(Records)

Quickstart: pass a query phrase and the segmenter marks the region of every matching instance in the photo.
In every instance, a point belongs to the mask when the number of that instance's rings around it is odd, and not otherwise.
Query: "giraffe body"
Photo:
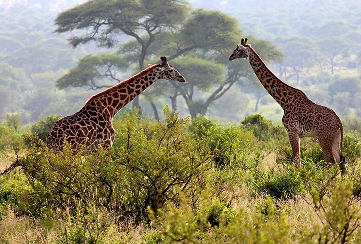
[[[112,146],[116,134],[113,118],[122,108],[159,79],[186,82],[165,57],[160,58],[161,64],[152,65],[93,96],[80,110],[56,121],[45,138],[48,147],[60,151],[65,139],[75,151],[84,147],[85,154],[94,151],[99,145],[105,148]]]
[[[246,58],[268,93],[284,110],[282,123],[289,137],[296,167],[300,166],[299,139],[317,137],[323,151],[325,161],[334,164],[335,158],[342,173],[345,169],[342,153],[343,127],[341,120],[333,110],[316,104],[301,90],[283,82],[261,59],[243,39],[229,58]]]

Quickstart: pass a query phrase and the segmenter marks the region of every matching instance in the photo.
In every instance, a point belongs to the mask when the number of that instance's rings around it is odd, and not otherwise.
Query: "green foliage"
[[[22,117],[18,114],[7,114],[6,124],[17,131],[22,125]]]
[[[54,123],[60,118],[61,118],[61,115],[55,114],[49,115],[45,119],[41,119],[33,124],[30,128],[30,131],[33,134],[38,135],[41,140],[44,140],[54,125]]]
[[[294,198],[303,192],[303,182],[299,172],[293,166],[282,171],[271,169],[255,170],[249,184],[259,193],[279,199]]]
[[[78,65],[57,81],[56,86],[61,90],[70,86],[90,86],[94,89],[107,87],[97,84],[96,80],[104,76],[116,80],[114,72],[127,67],[127,63],[124,59],[115,54],[90,54],[80,59]]]
[[[114,34],[119,31],[138,37],[138,33],[142,30],[150,33],[160,28],[174,27],[184,19],[187,10],[186,3],[178,0],[92,0],[61,13],[55,20],[58,26],[55,31],[62,33],[94,28],[94,33],[73,37],[70,43],[76,47],[95,41],[109,47],[116,39]]]
[[[0,124],[0,151],[10,149],[14,145],[18,147],[21,142],[21,134],[12,125]]]
[[[190,195],[204,187],[212,156],[206,143],[187,133],[187,119],[167,109],[164,122],[126,114],[114,123],[114,150],[84,158],[70,145],[57,154],[43,147],[29,150],[21,165],[32,185],[41,183],[37,190],[63,209],[98,199],[137,218],[146,215],[148,206],[155,210],[169,199],[176,202],[177,187]]]
[[[287,138],[284,127],[273,125],[272,121],[259,114],[246,117],[241,123],[247,130],[252,130],[255,136],[264,142],[284,140]]]
[[[261,152],[254,148],[257,140],[250,131],[220,126],[203,117],[194,120],[190,129],[208,144],[218,168],[230,165],[247,168],[260,159]]]

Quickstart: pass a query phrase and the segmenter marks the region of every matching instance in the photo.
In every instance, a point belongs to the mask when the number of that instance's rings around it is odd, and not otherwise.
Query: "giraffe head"
[[[154,69],[155,72],[159,75],[159,79],[168,80],[168,81],[178,81],[179,82],[186,82],[185,78],[172,65],[168,64],[166,58],[164,56],[160,57],[161,63]]]
[[[248,59],[249,48],[251,47],[251,45],[247,44],[247,38],[245,40],[244,40],[243,38],[242,39],[241,44],[237,45],[237,48],[236,48],[236,49],[235,49],[231,55],[229,59],[228,59],[230,61],[232,61],[236,59]]]

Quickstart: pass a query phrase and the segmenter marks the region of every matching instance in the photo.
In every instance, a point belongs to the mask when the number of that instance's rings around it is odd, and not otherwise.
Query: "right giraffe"
[[[229,59],[247,59],[261,83],[283,109],[282,123],[288,133],[296,167],[301,164],[300,138],[317,137],[325,160],[334,164],[335,158],[343,174],[345,157],[342,153],[343,129],[340,118],[332,109],[315,103],[303,91],[278,79],[247,41],[247,38],[242,39]]]

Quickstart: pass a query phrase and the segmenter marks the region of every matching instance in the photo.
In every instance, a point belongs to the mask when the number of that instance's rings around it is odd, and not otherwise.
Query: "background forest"
[[[0,24],[0,243],[361,243],[358,1],[5,0]],[[294,168],[281,108],[228,60],[242,37],[341,118],[344,177],[311,138]],[[45,146],[162,55],[187,83],[124,108],[111,149]]]
[[[72,42],[76,47],[72,48],[67,39],[87,37],[85,27],[70,33],[60,28],[66,20],[57,20],[58,29],[54,21],[74,1],[2,3],[1,118],[16,114],[27,124],[50,114],[70,114],[91,95],[165,55],[188,84],[152,86],[139,97],[143,114],[161,116],[168,104],[182,116],[193,118],[203,114],[237,122],[260,113],[279,123],[280,108],[266,96],[249,65],[226,58],[242,36],[249,37],[284,81],[342,118],[361,116],[361,7],[357,1],[248,1],[242,8],[236,1],[191,1],[188,7],[192,9],[183,9],[182,18],[169,16],[172,22],[155,30],[151,40],[145,29],[139,30],[142,41],[148,43],[143,50],[121,30],[112,33],[113,40],[104,41],[99,34],[93,41],[75,40],[79,43]],[[201,8],[207,10],[197,10]],[[216,20],[224,26],[212,22]],[[200,26],[209,31],[194,31]]]

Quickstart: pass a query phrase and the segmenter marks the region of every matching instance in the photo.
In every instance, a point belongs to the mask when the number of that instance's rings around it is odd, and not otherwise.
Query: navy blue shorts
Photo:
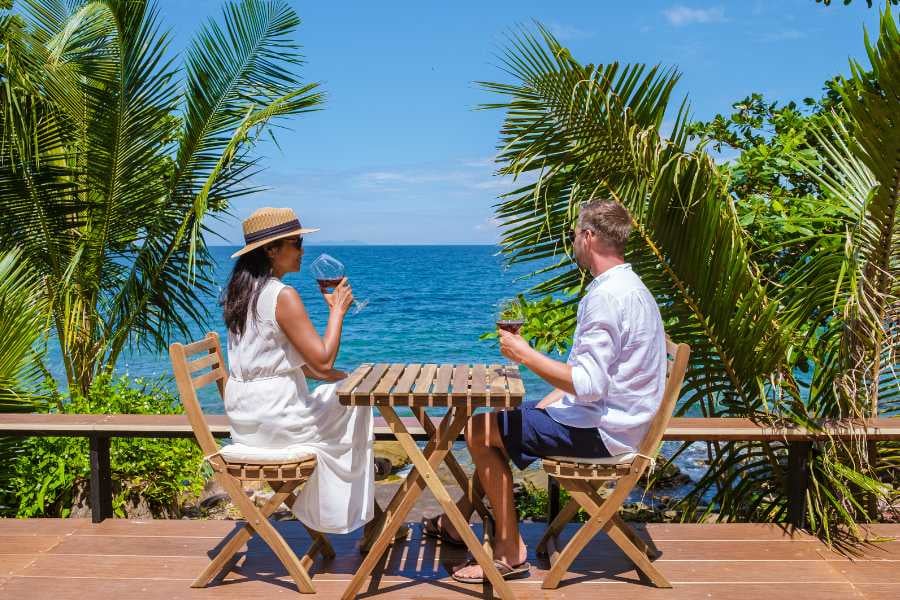
[[[527,402],[519,408],[497,413],[506,454],[519,469],[542,456],[605,458],[610,455],[596,427],[563,425],[543,408],[535,408],[536,404]]]

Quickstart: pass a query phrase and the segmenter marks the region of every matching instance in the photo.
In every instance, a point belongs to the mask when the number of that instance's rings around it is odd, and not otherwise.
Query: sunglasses
[[[585,231],[591,231],[591,233],[593,233],[593,231],[590,229],[582,229],[581,233],[584,233]],[[578,233],[576,233],[574,229],[570,229],[569,231],[566,232],[566,237],[569,238],[570,244],[574,244],[575,238],[578,237]]]

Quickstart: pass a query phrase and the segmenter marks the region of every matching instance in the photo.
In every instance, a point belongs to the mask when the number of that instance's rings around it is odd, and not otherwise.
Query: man
[[[495,522],[493,555],[506,578],[527,577],[527,549],[518,532],[508,461],[524,469],[541,456],[599,458],[636,452],[662,401],[666,343],[653,295],[625,262],[631,216],[612,200],[582,206],[569,237],[575,261],[594,280],[578,305],[566,362],[544,356],[522,337],[500,331],[500,351],[555,389],[521,408],[475,415],[466,442]],[[460,509],[471,514],[465,497]],[[459,536],[443,515],[425,532],[448,542]],[[483,579],[469,561],[452,574]]]

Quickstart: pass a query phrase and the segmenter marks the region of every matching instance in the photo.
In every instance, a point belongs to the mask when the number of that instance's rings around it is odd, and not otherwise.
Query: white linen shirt
[[[637,452],[666,385],[666,335],[656,300],[625,263],[588,285],[577,319],[566,360],[575,394],[547,413],[569,427],[596,427],[613,456]]]

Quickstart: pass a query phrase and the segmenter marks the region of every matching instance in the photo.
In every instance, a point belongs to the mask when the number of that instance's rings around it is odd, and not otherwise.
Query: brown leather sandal
[[[478,561],[472,558],[466,562],[466,564],[460,565],[454,569],[453,573],[450,573],[450,577],[460,583],[484,583],[484,569],[481,570],[481,577],[464,577],[462,575],[457,575],[457,571],[477,564]],[[531,575],[531,565],[528,564],[528,561],[524,561],[515,566],[510,566],[499,558],[495,558],[494,566],[497,568],[497,571],[500,572],[500,576],[503,577],[503,579],[523,579]]]

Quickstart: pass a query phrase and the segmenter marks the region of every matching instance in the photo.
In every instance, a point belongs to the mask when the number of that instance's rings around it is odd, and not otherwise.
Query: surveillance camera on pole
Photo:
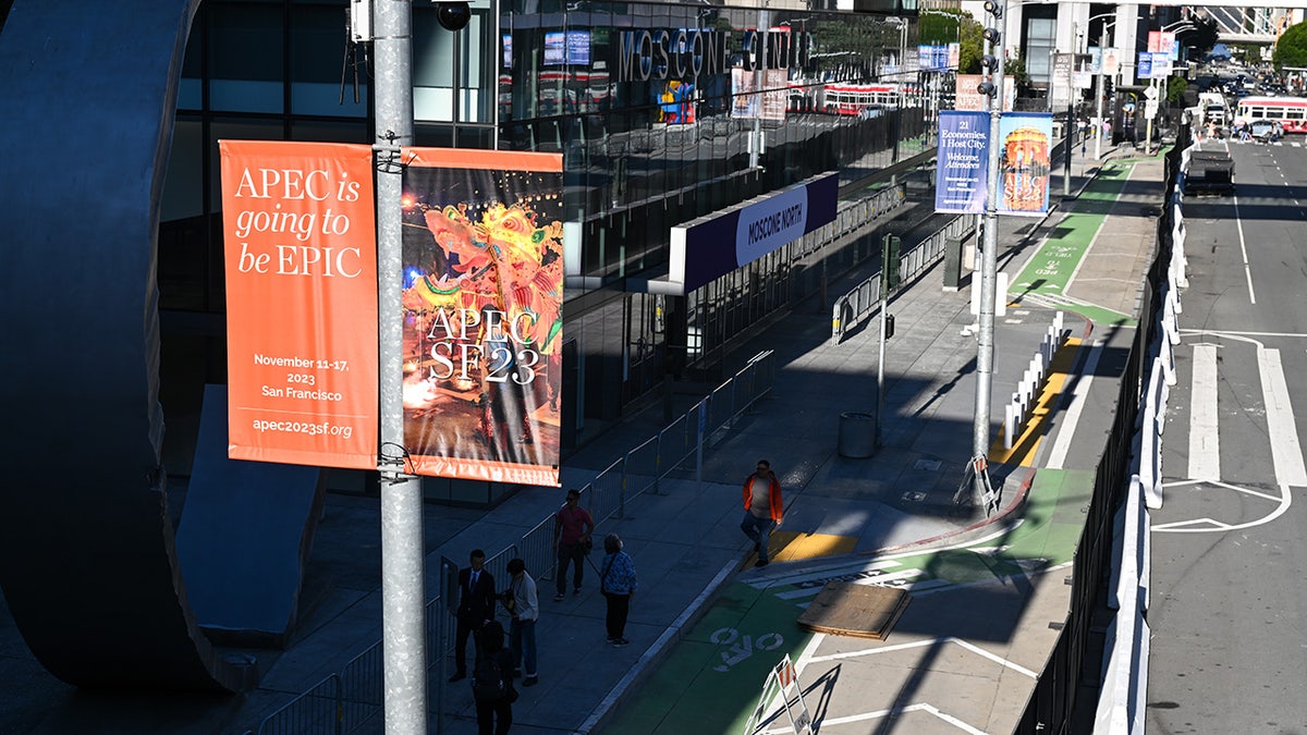
[[[472,20],[472,8],[461,1],[433,0],[435,3],[435,20],[440,21],[444,30],[463,30]]]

● Exercise goal
Transcribe the material exactly, and leave out whatever pictures it holds.

● Reply
Quickstart: pass a query phrase and the segmenter marks the region of every matching instance in the photo.
In every instance, a point belongs to the mask when the number of that instance's rings around it is odd, and not otherwise.
Query: "giraffe body"
Photo:
[[[112,146],[116,134],[113,118],[122,108],[159,79],[186,82],[165,57],[160,58],[161,64],[152,65],[93,96],[80,110],[56,121],[45,138],[48,147],[60,151],[65,139],[75,151],[84,147],[85,154],[94,151],[99,145],[105,148]]]
[[[246,58],[268,93],[284,110],[282,123],[289,137],[296,167],[300,166],[299,139],[317,137],[323,151],[325,161],[334,164],[335,158],[342,173],[345,169],[342,153],[343,127],[341,120],[333,110],[316,104],[301,90],[283,82],[261,59],[243,39],[229,58]]]

Quickstart: pass a query phrase and the segmenter marks the region of every matching instance in the photo.
In every instance, a point belongs to the mask when the number of that instance's rings around it is odd, and not otherwise.
Query: "green foliage"
[[[22,117],[18,114],[7,114],[6,124],[17,131],[22,125]]]
[[[54,123],[60,118],[61,118],[61,115],[55,114],[49,115],[45,119],[41,119],[33,124],[30,128],[30,131],[33,134],[38,135],[41,140],[44,140],[54,125]]]
[[[294,198],[303,192],[303,182],[299,172],[293,166],[282,171],[271,169],[255,170],[249,184],[259,193],[279,199]]]
[[[78,65],[57,81],[56,86],[61,90],[70,86],[90,86],[94,89],[107,87],[97,84],[96,80],[104,76],[116,80],[114,72],[127,67],[127,63],[124,59],[115,54],[90,54],[80,59]]]
[[[114,34],[119,31],[138,37],[138,33],[142,30],[150,33],[160,28],[174,27],[184,19],[187,10],[186,3],[178,0],[92,0],[61,13],[55,20],[58,26],[55,31],[62,33],[94,28],[94,33],[73,37],[70,43],[76,47],[95,41],[109,47],[116,39]]]
[[[0,124],[0,151],[10,149],[14,145],[18,147],[21,142],[21,134],[12,125]]]
[[[190,195],[204,187],[212,156],[206,143],[187,133],[187,119],[167,109],[164,122],[126,114],[114,123],[114,150],[84,158],[70,145],[57,154],[43,147],[29,150],[21,165],[32,185],[41,183],[37,190],[63,209],[98,199],[137,218],[146,215],[148,206],[155,210],[169,199],[176,202],[177,187]]]
[[[287,138],[284,127],[273,125],[272,121],[259,114],[246,117],[241,123],[247,130],[252,130],[255,136],[264,142],[284,140]]]
[[[261,152],[254,148],[257,140],[250,131],[220,126],[203,117],[194,120],[190,129],[208,144],[218,168],[230,165],[247,168],[260,159]]]

Quickstart: pass a query phrase and the segmenter marks the region of every matching instance in the photo.
In every instance, a point belongs to the mask when the number of that instance's rings around it is odd, and not otherwise.
Query: "giraffe head"
[[[154,69],[155,72],[159,75],[159,79],[168,80],[168,81],[178,81],[179,82],[186,82],[185,78],[172,65],[168,64],[166,58],[164,56],[160,57],[161,63]]]
[[[248,59],[249,48],[251,47],[251,45],[247,44],[247,38],[245,40],[244,40],[243,38],[242,39],[241,44],[237,45],[237,48],[236,48],[236,49],[235,49],[231,55],[229,59],[228,59],[230,61],[232,61],[236,59]]]

Quickstart: pass a query phrase and the segmenter marks the region of every matching instance in the photo.
In every instance, a point belongs to the mask when the number of that instance's rings around it is odd, and not otherwise.
Query: "right giraffe"
[[[229,59],[247,59],[261,83],[283,109],[282,123],[288,133],[296,167],[301,164],[300,138],[317,137],[325,160],[334,164],[335,158],[343,174],[345,157],[342,153],[343,129],[340,118],[332,109],[315,103],[303,91],[278,79],[247,41],[247,38],[242,39]]]

Quickstart: pass a query phrase and the segmenter marks the region of every matching instance in the photo.
In every instance, a point belongs to the mask when the number of that instance's rings around it is odd, and not otherwise.
Query: "background forest"
[[[0,24],[0,243],[361,243],[358,1],[5,0]],[[294,168],[281,108],[228,60],[242,37],[341,118],[344,177],[311,138]],[[45,146],[162,55],[187,83],[124,108],[111,149]]]
[[[72,42],[76,47],[72,48],[67,39],[87,37],[85,27],[70,33],[60,28],[66,20],[57,20],[58,29],[54,21],[74,1],[2,3],[1,118],[16,114],[27,124],[50,114],[70,114],[91,95],[165,55],[188,84],[152,86],[139,97],[143,114],[161,116],[168,104],[182,116],[193,118],[203,114],[237,122],[260,113],[279,123],[280,108],[266,96],[249,65],[226,58],[242,36],[249,37],[284,81],[342,118],[361,116],[361,7],[357,1],[248,1],[242,8],[236,1],[191,1],[188,7],[192,9],[183,9],[182,18],[169,16],[172,22],[155,30],[151,40],[145,29],[139,30],[142,41],[148,43],[143,50],[121,30],[112,33],[113,40],[104,41],[99,34],[93,41],[75,40],[79,43]],[[201,8],[207,10],[197,10]],[[216,20],[224,26],[212,22]],[[200,26],[209,31],[194,31]]]

Quickstart: pass a query phrase and the segmenter marks the region of every matching instance in the photo.
In every instance, a point belongs to the mask when the number of that instance's rings around it is odd, and not otherwise.
Query: navy blue shorts
Photo:
[[[527,402],[519,408],[497,413],[506,454],[519,469],[542,456],[605,458],[610,455],[596,427],[563,425],[543,408],[535,408],[536,404]]]

Quickstart: pass a query phrase and the segmenter marks the region of every matching instance in the photo.
In every instance, a point belongs to the mask when the number of that instance's rings around it is odd, and not otherwise.
Query: sunglasses
[[[585,231],[591,231],[591,233],[593,233],[593,231],[590,229],[582,229],[581,233],[584,233]],[[578,233],[576,233],[574,229],[570,229],[569,231],[566,232],[566,237],[569,238],[570,244],[574,244],[575,238],[578,237]]]

Quickstart: pass a query phrase and the segmenter marks the region of every matching instance in the photo.
In every instance, a point belongs to the mask when the number of that instance's rings around it is odd, and not otherwise.
Query: man
[[[495,522],[493,555],[506,578],[527,577],[527,549],[518,532],[508,461],[524,469],[541,456],[599,458],[636,452],[662,401],[666,343],[653,295],[625,262],[631,216],[612,200],[582,206],[569,237],[575,261],[594,280],[578,305],[566,362],[544,356],[522,337],[500,331],[500,351],[555,389],[521,408],[475,415],[466,442]],[[460,509],[471,514],[465,497]],[[459,536],[443,515],[425,532],[448,542]],[[483,579],[469,561],[452,574]]]

Quickstart: pass a query phrase and the segmenter marks the region of every matching instance in the photo.
In every instance, a point belongs to the mask when the number of that instance's rings around it is odd, and not otherwise.
Query: white linen shirt
[[[637,452],[666,385],[666,335],[656,300],[625,263],[588,285],[577,319],[566,360],[575,394],[547,413],[569,427],[596,427],[613,456]]]

Quickstart: pass a query phrase and the segmenter marks the region of every matching instance in the photo.
In every instance, a point belongs to the mask when the number of that instance's rings around it is odd, and not otherwise.
Query: brown leather sandal
[[[478,561],[472,558],[466,562],[466,564],[460,565],[454,569],[453,573],[450,573],[450,577],[460,583],[484,583],[484,569],[481,570],[481,577],[464,577],[462,575],[457,575],[457,571],[477,564]],[[531,575],[531,565],[528,564],[528,561],[524,561],[515,566],[510,566],[499,558],[495,558],[494,566],[497,568],[497,571],[500,572],[500,576],[503,577],[503,579],[523,579]]]

Quickstart: pass a query phrase and the segmenter marks the region of every matching instance in the photo.
In every instance, a point belongs to the mask when the number of that instance's rings around it is odd, and not otherwise.
Query: surveillance camera on pole
Photo:
[[[472,20],[472,8],[461,1],[433,0],[435,3],[435,20],[440,21],[444,30],[463,30]]]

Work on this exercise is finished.